>> Begin Data rows

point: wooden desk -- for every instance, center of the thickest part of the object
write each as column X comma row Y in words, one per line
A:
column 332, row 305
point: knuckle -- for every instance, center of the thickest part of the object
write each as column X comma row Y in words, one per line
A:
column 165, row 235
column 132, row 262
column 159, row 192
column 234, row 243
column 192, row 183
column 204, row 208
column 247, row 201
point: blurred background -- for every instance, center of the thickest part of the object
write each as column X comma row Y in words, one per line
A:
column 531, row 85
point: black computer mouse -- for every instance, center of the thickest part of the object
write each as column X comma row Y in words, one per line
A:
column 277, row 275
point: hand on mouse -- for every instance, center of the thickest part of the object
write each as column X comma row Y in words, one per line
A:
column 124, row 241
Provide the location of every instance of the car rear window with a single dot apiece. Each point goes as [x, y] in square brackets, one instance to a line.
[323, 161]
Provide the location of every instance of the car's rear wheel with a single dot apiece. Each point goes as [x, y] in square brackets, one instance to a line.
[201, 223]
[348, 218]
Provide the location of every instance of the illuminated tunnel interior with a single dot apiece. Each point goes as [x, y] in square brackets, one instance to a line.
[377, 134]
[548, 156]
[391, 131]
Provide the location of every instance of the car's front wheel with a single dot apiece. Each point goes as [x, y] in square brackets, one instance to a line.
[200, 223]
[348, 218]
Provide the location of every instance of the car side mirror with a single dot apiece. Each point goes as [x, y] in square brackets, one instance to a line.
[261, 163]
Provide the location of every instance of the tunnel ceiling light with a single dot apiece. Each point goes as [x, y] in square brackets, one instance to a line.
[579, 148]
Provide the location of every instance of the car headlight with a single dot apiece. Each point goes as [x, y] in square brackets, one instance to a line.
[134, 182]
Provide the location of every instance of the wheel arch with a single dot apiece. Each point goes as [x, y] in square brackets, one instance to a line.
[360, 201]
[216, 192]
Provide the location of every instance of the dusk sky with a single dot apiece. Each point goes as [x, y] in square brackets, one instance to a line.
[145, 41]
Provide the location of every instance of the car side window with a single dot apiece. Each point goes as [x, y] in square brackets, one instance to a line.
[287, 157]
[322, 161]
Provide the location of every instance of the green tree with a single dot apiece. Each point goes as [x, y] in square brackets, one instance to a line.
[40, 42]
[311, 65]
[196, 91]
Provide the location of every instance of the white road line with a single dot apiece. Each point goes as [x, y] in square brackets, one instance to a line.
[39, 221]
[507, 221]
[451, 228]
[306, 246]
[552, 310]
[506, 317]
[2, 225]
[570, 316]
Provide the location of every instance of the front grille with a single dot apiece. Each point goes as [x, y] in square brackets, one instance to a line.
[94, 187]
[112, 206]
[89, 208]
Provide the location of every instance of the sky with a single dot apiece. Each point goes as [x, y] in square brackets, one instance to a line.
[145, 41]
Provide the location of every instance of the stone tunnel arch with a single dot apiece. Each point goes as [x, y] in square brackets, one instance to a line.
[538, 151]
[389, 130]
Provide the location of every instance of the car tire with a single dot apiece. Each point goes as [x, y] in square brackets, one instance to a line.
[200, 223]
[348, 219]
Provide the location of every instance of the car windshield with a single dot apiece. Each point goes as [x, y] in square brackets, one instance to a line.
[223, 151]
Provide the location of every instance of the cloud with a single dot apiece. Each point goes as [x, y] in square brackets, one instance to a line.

>> End Data rows

### What the exercise asks
Output every line of the records above as a numbered list, omitting any blank lines.

### Full response
1. point: wooden desk -- for every instance, center of the thickest part of the object
2. write each as column X comma row Y in words, one per line
3. A:
4. column 332, row 305
5. point: knuckle -- for every instance, center of the thickest part of the object
6. write each as column X comma row Y in words, one per line
7. A:
8. column 165, row 235
9. column 132, row 262
10. column 159, row 192
11. column 234, row 243
12. column 192, row 183
13. column 204, row 208
14. column 247, row 201
15. point: blurred background -- for every instance, center of the thickest part of the object
16. write each as column X comma row Y in words, one per line
17. A:
18. column 531, row 85
19. point: black computer mouse -- for every instance, center of the thickest part of the object
20. write each as column X comma row Y in words, one per line
21. A:
22. column 277, row 275
23. point: hand on mouse -- for every instance, center of the thickest part of the object
24. write each as column X comma row Y in words, one per line
25. A:
26. column 124, row 241
27. Provide the location of every instance of the car rear window with a single dot apiece. Each point goes as [x, y] in square brackets, one instance to a line.
28. [323, 161]
29. Provide the location of every instance of the car's rear wheel with a single dot apiece. Each point goes as [x, y] in square brackets, one instance to a line.
30. [201, 223]
31. [348, 218]
32. Provide the location of every instance of the illuminated tunnel interior with a single dot apiece. Each point goes as [x, y] in square brackets, one instance to a line.
33. [377, 134]
34. [548, 156]
35. [391, 131]
36. Provide the location of every instance of the car's front wheel with a single dot apiece. Each point goes as [x, y] in square brackets, one instance to a line.
37. [200, 223]
38. [348, 218]
39. Provide the location of every instance of the car side mirror with a single dot apiece. Each point goes as [x, y] in square brackets, one instance to a line.
40. [261, 163]
41. Provide the location of every instance of the tunnel ceiling light with a single dot apiece. Each point goes as [x, y] in square brackets, one instance to a line.
42. [579, 148]
43. Provide the location of every instance of the car headlight with a single dot apiece. Each point goes as [x, y] in square brackets, one instance to a line.
44. [134, 182]
45. Provide the location of every instance of the wheel arch with a single dot apiece. Each point goes as [x, y] in square brackets, one instance to a line.
46. [360, 201]
47. [216, 192]
48. Provide the location of every instance of the dusk sky with a single dot apiece. Each point goes as [x, y] in square brackets, one instance to a line.
49. [145, 41]
50. Provide the location of every instance of the car side window with a single dot apiece. Each point goes as [x, y] in square brackets, one instance to a line.
51. [287, 157]
52. [322, 161]
53. Provide the location of every instance of the green tree with a single dot apiece. Each point goes as [x, y] in square brackets, one instance to a line.
54. [40, 42]
55. [311, 65]
56. [196, 91]
57. Provide the location of every instance of the white road line with a single dot apiece. Each point goes as [x, y] in square brackets, one instance to a line.
58. [39, 221]
59. [507, 221]
60. [451, 228]
61. [306, 246]
62. [552, 310]
63. [506, 317]
64. [2, 225]
65. [570, 316]
66. Provide the location of every instance of the front grille with a single dot apiece. Each point goes as [x, y] in square brackets, one instance to a line.
67. [94, 187]
68. [112, 206]
69. [89, 208]
70. Provide the location of every instance of the sky with a single dot apiece. Each point goes as [x, y] in square brackets, one instance to a line.
71. [145, 41]
72. Provide the location of every instance of the stone tunnel arch with a single dot apiece. Each point goes as [x, y] in square brackets, one instance to a line.
73. [538, 151]
74. [389, 130]
75. Provide the location of every instance of the car tire with a single dot apiece. Each point goes as [x, y] in square brackets, one instance to a line.
76. [200, 223]
77. [348, 219]
78. Provide the location of every instance of the car windshield with a single dot apiece. Each point goes as [x, y] in square brackets, one instance to a line.
79. [223, 151]
80. Provide the location of every instance of the cloud with a single dot apiece. Each point goes as [x, y] in square brackets, one instance to a line.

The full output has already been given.